## What to do
Only the text of the records belongs in the answer, copied exactly and without pictures.

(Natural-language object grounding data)
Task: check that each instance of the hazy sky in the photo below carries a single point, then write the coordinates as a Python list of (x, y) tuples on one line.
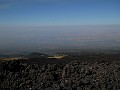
[(59, 12)]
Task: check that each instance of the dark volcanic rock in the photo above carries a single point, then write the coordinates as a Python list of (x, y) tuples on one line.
[(76, 75)]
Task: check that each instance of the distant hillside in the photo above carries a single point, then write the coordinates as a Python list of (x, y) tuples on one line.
[(37, 55)]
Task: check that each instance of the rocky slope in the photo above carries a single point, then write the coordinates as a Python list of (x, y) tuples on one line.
[(76, 75)]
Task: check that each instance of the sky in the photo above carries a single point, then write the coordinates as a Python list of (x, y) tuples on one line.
[(59, 12)]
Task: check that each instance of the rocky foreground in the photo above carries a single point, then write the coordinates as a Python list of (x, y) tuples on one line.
[(76, 75)]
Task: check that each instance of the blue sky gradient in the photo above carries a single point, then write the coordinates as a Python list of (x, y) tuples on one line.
[(59, 12)]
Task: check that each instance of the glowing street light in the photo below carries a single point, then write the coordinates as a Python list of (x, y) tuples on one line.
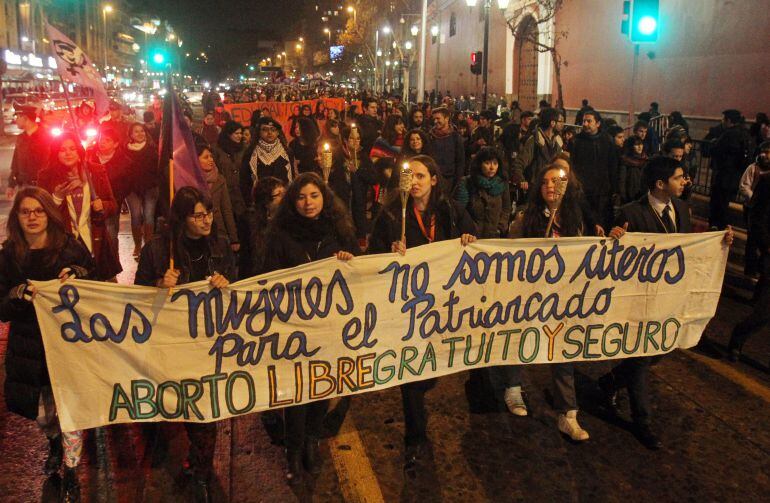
[(106, 9)]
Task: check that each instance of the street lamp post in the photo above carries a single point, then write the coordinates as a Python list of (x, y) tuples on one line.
[(423, 38), (107, 9), (376, 58), (502, 4)]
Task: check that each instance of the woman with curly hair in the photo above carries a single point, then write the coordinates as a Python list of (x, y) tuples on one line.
[(391, 140), (416, 142), (38, 248), (571, 218), (311, 224)]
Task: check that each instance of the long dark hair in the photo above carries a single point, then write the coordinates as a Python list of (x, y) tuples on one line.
[(571, 221), (182, 207), (57, 235), (406, 150), (262, 193), (389, 129), (308, 133), (334, 210), (437, 196), (57, 168), (147, 137)]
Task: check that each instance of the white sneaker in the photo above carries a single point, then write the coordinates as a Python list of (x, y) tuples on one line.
[(514, 401), (569, 426)]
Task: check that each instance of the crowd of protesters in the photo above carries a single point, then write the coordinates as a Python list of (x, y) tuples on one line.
[(274, 203)]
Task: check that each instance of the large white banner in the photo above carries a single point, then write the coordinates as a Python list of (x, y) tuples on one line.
[(125, 353)]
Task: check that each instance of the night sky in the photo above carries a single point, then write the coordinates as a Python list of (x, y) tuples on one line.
[(232, 28)]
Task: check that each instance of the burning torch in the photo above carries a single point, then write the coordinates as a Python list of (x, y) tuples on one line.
[(404, 186), (561, 189), (326, 162)]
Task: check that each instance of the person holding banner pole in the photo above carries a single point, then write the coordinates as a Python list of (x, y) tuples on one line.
[(554, 210), (199, 253), (660, 211), (311, 224), (38, 248), (430, 217)]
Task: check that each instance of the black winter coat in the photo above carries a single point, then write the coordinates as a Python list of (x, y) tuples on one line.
[(304, 241), (25, 365), (595, 161), (452, 221), (154, 262), (730, 154)]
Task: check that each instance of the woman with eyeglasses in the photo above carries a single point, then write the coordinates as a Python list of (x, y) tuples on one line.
[(199, 253), (572, 218), (84, 196), (311, 224), (38, 248)]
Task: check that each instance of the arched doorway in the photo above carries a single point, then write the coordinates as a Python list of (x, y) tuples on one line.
[(525, 58)]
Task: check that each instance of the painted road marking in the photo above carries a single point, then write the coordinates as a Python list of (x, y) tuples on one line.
[(728, 371), (354, 471)]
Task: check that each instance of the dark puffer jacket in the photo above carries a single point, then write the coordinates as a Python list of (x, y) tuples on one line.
[(25, 365), (154, 262), (301, 240), (595, 162), (452, 221)]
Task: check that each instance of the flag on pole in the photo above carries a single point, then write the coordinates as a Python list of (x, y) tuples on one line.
[(76, 67), (177, 144)]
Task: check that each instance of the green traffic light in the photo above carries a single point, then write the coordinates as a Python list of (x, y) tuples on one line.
[(647, 25)]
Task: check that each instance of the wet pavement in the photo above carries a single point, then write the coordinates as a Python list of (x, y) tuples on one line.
[(713, 417)]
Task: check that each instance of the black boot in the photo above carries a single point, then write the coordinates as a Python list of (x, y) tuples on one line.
[(311, 458), (70, 487), (294, 468), (609, 393), (201, 492), (55, 454), (734, 347)]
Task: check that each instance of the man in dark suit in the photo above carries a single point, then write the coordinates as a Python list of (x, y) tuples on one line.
[(659, 211), (759, 227)]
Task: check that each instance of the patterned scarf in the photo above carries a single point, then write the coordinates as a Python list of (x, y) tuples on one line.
[(267, 154)]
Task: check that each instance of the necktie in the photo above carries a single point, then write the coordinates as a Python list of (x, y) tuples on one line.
[(668, 222)]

## Your solution
Task: check that each instance of the hazy sky in the photo below carries a single point, then write the coordinates as a Python list of (x, y) tuples on one line.
[(59, 12)]
Task: check that each instance of the dark volcanic rock in the photo above carries a single point, then write the coordinates as a Python list of (x, y) tuples on one line.
[(76, 75)]
Task: check that each instance of the distant hillside in the photo above carries a single point, then write the coordinates as a Python list of (x, y) tuples on one line.
[(37, 55)]
Task: check that each instance of the rocky slope in the photo above carries a single point, then write the coordinates as a Python list of (x, y) tuples on one line.
[(76, 75)]
Task: check that each instance of the sky in the photo above carries a single point, then write the coordinates as a Python list of (x, y) tuples on one line.
[(59, 12)]
Task: check that each instance of the rocky foreground in the photo above carries a single point, then write the coordinates as a Python list of (x, y) tuples on one line.
[(76, 75)]
Task: check that each instance of the blue sky gradient in the photo above carries a single point, then write the coordinates as a Python list of (x, y) tuples on one line.
[(59, 12)]
Task: check that each instance of the glowing street light in the photo below carries a single point, then write the coordinates as a Python list of (x, y) tuples on one line.
[(106, 9)]
Task: check that each instance of the street lamp post in the photo above carries a single point, then write the coordinates as a Python list of (x, y) tuples on one line.
[(423, 38), (107, 9), (376, 58), (502, 4)]
Task: check that each instance of the woman with curly hair in the photo above carries a single point, then write the coordinates as a Python list of (x, y) tuples on one line.
[(391, 140), (416, 142), (38, 248), (571, 218), (311, 224)]
Task: check that each instance of the long dark hair in the photo above carries a single point, then write the coordinates as a Python list of (x, y) tuples on one line.
[(571, 221), (182, 207), (57, 235), (406, 150), (262, 193), (389, 129), (308, 133), (334, 210), (437, 196), (57, 168), (147, 137)]
Task: check that each instance of the white sneaker in the photo above carries a single point, then write the coordinates as a Python list of (x, y) tuples on one line.
[(514, 401), (569, 426)]
Task: check that each instance of the crowd of protesters in the photo above carries a single point, then write the coordinates as a Python list of (x, y) tuples on one line.
[(274, 203)]
Task: check that each instance of the large white banner in the photo above carries a single point, then write the coordinates as a Python list of (x, y) tuples on one line.
[(125, 353)]
Task: check that each instance of the night sky in the photo above carries a single point, then write the coordinates as a Python list of (x, y) tuples on one line.
[(232, 28)]
Task: check that each instance of the burning torch in the photo above carries a single point, then write the coordinates as a Python list of (x, y) tuples on one line.
[(404, 186), (561, 189), (326, 162)]
Task: check that each instance of the person holding banner pole in the photo above carries a single point, then write the coordinates as a Python list of (x, y) tuples on one line.
[(554, 210), (199, 253), (660, 211), (311, 224), (38, 248), (430, 217)]
Task: check that each instance of the black winter coat in the photo above carries a single point, then write the coordinates as a Python list of (x, y) tuples on one line.
[(304, 241), (25, 365), (595, 161), (452, 221), (154, 262), (730, 154)]
Task: check that each instance of the woman with eyeglasses in the photo above carries a single point, then write the coordinates as a Python list of (x, y) tuples on one line.
[(199, 253), (572, 218), (84, 196), (311, 224), (38, 248)]
Task: check that each instance of the arched doorway in the photo above carries a single point, then write the coordinates as a Python list of (x, y) tuples on one line.
[(525, 58)]
Task: check that each instance of the painted road marking in the photo above carries a single point, then write the coordinates as a Python list of (x, y) tuples on one line.
[(728, 371), (354, 471)]
Task: check that each instance of the dark puffer jacket in the photo above carries a single point, then write the coordinates as a Python list of (x, y) tuples on one line.
[(25, 365), (154, 262), (301, 240), (595, 162), (452, 221)]
Task: check that each instance of the flag on pole in the photo above carries a single point, then write the coordinates as a Python list of (x, y) tuples on one line.
[(76, 67), (177, 144)]
Task: check that each instance of the green traffic light in the photo above carries a single point, then write the coordinates as a Python list of (x, y) tuples on one line.
[(647, 25)]
Task: check that each instance of the wet pavement in the photo above carries a single point, then write the coordinates as a Python list of (x, y) tuples on one line.
[(713, 417)]
Task: check that each instance of the black boot in the photo above carries a single point, then write the coordinates as a Python list of (x, y) tuples on one line.
[(311, 458), (70, 487), (294, 468), (609, 393), (201, 492), (55, 454), (734, 347)]
Task: check that each instance of the man in dark suit in the photo above carries a single point, then write the coordinates as a Python list of (x, y) tuples on one line.
[(659, 211), (759, 227)]
Task: check that each instance of the patterned scarf in the photo above carries a single point, then write the coordinates as a Python list of (x, y) tuples on one line.
[(267, 154)]
Task: check that each instance of the necktie in the photo above carries a single point, then write the coordinates as a Python list of (x, y) tuples on one line.
[(668, 222)]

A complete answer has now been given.